## begin RECORDED DATA

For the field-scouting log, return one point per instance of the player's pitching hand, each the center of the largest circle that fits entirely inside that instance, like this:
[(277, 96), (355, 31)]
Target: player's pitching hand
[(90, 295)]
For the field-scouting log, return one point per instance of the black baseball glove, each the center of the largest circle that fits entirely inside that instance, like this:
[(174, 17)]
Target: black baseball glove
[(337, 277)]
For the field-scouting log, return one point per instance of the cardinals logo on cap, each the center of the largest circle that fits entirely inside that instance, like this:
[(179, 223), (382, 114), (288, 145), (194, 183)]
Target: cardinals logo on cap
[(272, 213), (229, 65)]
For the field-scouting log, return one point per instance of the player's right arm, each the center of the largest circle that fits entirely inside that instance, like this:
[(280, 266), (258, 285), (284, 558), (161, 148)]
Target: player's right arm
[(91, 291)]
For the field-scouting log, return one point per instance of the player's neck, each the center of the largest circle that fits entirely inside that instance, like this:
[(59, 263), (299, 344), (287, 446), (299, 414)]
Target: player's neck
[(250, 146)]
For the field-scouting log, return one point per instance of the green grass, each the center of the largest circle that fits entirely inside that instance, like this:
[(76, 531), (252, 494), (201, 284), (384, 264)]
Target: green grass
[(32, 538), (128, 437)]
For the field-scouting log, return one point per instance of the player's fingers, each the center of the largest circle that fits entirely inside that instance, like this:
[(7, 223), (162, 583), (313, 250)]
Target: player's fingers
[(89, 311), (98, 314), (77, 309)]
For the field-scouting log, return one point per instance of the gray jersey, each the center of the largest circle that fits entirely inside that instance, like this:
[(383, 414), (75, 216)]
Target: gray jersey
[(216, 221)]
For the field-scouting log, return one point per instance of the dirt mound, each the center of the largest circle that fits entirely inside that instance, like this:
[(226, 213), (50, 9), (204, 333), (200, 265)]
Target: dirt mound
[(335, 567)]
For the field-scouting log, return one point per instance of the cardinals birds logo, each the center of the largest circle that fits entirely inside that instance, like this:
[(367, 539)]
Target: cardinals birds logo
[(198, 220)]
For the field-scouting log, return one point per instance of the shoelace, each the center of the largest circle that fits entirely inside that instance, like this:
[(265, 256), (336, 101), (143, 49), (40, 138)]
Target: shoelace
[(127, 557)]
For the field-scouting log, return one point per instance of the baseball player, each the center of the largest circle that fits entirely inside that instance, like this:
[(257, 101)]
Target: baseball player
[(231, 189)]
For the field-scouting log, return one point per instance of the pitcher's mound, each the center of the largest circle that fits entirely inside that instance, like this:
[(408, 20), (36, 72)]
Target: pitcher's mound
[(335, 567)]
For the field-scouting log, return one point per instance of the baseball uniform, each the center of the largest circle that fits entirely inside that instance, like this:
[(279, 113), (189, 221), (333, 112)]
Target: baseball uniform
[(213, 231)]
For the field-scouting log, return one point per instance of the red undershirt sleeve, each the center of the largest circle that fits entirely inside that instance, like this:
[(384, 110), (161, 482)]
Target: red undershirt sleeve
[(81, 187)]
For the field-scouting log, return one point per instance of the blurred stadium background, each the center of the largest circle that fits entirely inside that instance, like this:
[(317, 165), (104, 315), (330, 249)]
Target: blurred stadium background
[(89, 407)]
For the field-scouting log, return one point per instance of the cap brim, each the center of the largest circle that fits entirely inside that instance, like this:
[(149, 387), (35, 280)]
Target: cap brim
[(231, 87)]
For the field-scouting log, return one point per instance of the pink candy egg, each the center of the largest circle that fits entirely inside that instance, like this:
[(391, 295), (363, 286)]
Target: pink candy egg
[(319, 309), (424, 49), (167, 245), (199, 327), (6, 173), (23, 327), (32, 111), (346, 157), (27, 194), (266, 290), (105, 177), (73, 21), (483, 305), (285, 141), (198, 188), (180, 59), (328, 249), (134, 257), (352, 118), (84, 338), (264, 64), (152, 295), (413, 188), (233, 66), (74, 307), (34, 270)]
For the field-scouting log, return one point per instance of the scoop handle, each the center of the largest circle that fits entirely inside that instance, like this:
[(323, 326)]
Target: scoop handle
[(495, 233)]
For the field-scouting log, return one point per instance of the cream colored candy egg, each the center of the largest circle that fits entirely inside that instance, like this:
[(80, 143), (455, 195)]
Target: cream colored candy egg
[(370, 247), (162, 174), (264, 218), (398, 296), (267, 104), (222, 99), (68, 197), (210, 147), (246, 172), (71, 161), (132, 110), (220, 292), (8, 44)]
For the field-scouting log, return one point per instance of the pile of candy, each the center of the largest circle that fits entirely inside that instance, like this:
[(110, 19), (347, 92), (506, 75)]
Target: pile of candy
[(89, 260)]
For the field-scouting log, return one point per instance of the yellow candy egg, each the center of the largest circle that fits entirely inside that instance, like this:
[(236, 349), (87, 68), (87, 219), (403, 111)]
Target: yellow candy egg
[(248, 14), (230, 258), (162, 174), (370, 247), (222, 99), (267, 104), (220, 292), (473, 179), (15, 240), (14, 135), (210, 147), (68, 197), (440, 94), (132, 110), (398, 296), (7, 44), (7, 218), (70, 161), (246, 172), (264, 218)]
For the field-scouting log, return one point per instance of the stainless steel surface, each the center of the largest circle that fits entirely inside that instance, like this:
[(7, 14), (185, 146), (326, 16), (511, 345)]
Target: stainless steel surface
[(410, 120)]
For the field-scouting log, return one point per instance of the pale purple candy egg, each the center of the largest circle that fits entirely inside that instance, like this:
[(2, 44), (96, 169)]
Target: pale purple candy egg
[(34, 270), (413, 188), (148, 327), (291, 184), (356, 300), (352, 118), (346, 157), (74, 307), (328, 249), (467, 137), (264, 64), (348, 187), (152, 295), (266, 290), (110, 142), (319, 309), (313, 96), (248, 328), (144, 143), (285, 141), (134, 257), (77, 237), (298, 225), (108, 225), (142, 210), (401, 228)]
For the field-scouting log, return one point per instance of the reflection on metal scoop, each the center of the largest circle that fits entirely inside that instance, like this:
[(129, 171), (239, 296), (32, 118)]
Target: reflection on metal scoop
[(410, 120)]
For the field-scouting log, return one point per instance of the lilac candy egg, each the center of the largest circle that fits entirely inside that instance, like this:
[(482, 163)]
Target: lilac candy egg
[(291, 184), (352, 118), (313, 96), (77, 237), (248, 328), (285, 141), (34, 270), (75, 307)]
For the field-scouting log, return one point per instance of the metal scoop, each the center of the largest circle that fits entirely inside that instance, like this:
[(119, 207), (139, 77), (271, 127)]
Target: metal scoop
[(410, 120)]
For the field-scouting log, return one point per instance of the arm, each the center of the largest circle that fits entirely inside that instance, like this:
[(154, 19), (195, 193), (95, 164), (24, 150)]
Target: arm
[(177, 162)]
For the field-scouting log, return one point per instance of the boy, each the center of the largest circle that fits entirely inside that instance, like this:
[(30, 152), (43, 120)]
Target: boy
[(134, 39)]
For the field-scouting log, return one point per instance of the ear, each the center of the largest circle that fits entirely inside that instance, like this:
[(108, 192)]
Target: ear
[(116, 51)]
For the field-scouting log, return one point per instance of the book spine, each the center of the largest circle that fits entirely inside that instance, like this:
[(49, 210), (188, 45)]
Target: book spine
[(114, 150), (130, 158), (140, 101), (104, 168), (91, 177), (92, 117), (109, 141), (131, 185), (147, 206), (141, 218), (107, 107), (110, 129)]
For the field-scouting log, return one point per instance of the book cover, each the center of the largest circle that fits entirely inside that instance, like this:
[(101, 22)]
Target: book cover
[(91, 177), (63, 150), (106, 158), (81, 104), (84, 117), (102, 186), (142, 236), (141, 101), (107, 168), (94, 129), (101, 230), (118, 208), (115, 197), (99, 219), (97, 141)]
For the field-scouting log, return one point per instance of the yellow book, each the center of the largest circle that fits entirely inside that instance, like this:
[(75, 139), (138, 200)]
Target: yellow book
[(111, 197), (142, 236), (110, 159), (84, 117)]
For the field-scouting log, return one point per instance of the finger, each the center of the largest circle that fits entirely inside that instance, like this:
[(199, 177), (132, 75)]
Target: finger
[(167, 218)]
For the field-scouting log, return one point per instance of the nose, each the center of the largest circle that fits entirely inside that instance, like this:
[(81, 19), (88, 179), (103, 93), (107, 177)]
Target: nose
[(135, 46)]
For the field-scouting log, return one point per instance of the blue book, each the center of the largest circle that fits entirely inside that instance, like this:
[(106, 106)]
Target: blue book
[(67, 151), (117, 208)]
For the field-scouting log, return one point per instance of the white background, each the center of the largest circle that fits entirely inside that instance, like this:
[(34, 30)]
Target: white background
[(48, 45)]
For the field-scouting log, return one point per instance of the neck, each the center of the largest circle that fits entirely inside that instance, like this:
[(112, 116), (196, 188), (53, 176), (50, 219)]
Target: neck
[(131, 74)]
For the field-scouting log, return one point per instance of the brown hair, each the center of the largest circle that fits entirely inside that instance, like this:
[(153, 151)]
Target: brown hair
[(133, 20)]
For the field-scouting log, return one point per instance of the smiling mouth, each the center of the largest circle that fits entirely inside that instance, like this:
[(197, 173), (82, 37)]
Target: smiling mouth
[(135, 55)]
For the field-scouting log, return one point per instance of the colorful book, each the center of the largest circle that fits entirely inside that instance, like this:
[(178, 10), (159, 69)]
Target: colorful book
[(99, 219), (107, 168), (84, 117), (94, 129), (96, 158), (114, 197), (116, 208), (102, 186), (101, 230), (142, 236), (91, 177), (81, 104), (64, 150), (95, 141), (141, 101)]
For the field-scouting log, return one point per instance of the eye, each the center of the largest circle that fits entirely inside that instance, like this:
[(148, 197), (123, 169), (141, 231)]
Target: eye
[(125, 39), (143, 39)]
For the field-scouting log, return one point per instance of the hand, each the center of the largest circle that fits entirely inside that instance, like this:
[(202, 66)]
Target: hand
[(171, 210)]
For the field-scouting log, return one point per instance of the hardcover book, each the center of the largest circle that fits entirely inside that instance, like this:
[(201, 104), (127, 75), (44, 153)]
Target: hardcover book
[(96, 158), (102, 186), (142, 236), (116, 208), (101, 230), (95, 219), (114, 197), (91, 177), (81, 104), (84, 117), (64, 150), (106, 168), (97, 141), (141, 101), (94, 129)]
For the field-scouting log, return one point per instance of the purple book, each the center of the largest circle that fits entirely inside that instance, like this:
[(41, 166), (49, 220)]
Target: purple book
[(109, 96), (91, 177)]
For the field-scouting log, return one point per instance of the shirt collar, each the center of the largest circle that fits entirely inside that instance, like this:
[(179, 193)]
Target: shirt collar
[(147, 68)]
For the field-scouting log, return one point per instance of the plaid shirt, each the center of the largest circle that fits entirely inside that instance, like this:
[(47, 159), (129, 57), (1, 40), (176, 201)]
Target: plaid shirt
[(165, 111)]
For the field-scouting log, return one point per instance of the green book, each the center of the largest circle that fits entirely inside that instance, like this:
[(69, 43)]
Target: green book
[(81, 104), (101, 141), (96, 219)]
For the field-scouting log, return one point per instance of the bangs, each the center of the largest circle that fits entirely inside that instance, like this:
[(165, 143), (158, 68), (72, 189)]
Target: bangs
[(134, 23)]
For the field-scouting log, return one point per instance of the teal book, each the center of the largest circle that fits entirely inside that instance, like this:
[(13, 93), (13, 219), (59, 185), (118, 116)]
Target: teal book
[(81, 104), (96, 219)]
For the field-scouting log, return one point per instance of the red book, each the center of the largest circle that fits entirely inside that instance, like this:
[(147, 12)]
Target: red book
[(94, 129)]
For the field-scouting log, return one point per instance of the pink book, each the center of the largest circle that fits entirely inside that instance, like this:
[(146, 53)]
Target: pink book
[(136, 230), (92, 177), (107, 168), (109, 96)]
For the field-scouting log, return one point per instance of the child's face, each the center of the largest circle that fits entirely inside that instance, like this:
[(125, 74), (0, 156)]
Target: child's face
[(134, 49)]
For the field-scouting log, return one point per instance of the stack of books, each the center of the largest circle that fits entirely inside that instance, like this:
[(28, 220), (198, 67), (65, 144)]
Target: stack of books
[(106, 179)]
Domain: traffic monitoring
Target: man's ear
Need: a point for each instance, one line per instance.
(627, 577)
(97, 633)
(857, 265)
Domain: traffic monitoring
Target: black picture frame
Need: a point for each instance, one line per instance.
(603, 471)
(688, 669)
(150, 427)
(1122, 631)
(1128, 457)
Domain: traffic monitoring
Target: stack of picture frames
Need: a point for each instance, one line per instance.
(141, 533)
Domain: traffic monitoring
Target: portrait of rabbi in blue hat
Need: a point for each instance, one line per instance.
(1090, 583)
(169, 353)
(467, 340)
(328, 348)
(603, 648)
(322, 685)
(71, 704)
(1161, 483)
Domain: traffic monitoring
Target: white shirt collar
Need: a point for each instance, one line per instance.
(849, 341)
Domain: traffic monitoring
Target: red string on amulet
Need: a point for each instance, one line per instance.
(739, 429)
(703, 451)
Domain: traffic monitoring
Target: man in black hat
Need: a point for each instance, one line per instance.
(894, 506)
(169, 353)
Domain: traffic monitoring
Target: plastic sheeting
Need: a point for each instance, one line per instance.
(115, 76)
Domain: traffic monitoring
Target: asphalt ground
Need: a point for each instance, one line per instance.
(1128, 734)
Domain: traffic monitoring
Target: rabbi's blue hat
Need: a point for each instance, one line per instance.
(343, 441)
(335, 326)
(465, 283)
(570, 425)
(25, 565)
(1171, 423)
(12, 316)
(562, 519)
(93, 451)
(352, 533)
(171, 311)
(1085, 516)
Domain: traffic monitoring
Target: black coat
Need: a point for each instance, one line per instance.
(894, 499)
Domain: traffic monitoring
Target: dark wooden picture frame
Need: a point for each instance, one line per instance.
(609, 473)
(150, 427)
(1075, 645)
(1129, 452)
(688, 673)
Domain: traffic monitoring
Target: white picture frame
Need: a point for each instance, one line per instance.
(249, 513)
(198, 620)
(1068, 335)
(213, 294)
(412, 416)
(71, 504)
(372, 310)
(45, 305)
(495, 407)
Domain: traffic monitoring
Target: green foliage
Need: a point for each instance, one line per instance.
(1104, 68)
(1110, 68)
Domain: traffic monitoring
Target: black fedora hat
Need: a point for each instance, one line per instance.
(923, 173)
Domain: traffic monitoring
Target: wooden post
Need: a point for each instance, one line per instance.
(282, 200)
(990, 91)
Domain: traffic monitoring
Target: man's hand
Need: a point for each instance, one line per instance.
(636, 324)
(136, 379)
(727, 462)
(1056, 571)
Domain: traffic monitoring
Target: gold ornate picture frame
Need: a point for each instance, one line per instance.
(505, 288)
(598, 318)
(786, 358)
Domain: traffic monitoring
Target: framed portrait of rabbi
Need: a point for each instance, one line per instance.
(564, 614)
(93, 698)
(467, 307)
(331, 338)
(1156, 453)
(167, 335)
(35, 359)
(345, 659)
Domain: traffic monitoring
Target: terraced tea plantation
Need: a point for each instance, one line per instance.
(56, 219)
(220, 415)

## end RECORDED DATA

§ **EXERCISE INSTRUCTIONS**
Rewrite only the lines from the one holding "of the purple" through the one holding "[(109, 96), (91, 177)]", inclusive, swapping "purple book" for "violet book" and leaving everything else unchanged.

§ **OUTPUT BELOW**
For the field-scouting log, return one point per instance of the violet book, each the center of the largest circle that fits entirely inside that instance, like this:
[(41, 166), (49, 220)]
Target: violet book
[(109, 96), (91, 177)]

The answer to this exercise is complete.